**REQUIRED WORK:**
The lines to copy from the listing below are those that contain the string "artwork".

**GIVEN DATA:**

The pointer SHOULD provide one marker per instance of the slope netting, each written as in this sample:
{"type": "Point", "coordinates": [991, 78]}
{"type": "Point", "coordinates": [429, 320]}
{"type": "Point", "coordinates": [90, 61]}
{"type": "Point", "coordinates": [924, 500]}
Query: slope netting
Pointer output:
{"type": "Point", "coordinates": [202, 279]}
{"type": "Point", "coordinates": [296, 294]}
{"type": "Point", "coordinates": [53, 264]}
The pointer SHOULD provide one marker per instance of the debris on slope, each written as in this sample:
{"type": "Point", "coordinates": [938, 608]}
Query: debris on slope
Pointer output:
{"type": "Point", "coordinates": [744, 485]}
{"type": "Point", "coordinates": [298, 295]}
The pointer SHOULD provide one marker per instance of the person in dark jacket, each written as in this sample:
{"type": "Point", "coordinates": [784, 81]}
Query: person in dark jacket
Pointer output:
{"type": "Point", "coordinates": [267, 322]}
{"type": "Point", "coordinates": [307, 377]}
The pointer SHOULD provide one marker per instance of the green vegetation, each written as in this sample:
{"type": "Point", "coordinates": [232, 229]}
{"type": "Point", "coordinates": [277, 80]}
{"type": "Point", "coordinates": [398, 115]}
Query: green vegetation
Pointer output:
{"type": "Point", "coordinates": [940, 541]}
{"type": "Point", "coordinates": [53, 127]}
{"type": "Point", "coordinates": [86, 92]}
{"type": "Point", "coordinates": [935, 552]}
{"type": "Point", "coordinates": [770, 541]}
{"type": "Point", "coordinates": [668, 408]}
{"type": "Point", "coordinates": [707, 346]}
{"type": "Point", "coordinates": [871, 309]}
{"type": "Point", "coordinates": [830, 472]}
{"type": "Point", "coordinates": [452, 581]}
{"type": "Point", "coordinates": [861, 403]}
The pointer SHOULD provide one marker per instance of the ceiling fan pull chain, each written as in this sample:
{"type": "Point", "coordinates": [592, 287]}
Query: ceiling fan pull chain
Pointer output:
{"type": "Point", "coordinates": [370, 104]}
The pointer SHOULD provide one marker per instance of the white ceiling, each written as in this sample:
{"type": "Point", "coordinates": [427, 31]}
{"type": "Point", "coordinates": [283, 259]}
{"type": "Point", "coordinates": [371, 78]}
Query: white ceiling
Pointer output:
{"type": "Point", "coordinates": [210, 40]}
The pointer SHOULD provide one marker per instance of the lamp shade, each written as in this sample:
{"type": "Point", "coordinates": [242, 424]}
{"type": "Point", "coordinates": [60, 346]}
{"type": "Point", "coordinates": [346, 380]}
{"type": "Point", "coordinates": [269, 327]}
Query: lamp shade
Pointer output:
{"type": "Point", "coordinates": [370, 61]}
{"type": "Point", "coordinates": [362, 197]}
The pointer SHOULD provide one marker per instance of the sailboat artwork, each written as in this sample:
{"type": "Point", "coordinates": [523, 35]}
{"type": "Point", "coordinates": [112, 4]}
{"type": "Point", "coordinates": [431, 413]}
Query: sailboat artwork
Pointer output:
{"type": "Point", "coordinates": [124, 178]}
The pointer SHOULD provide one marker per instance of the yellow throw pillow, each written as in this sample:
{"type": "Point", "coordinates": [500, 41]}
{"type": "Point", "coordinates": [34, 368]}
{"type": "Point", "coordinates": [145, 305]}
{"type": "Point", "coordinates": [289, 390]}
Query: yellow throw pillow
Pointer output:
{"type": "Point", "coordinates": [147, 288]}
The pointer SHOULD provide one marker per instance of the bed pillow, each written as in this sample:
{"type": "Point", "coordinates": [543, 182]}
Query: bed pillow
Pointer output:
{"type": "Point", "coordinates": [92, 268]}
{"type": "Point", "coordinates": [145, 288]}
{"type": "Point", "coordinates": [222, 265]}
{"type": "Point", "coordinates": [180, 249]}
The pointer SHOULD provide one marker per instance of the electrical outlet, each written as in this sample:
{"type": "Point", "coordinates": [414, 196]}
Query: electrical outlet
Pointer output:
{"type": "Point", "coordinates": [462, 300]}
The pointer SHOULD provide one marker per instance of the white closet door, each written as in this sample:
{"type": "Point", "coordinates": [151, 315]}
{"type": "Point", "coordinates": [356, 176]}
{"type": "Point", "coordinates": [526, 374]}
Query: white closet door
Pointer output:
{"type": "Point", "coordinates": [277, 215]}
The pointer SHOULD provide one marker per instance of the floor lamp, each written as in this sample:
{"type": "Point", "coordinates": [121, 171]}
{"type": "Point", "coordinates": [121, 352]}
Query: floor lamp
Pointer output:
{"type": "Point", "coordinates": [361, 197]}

**TASK RESULT:**
The pointer SHOULD provide one marker per instance of the sailboat artwork, each written as in this sample:
Query: sailboat artwork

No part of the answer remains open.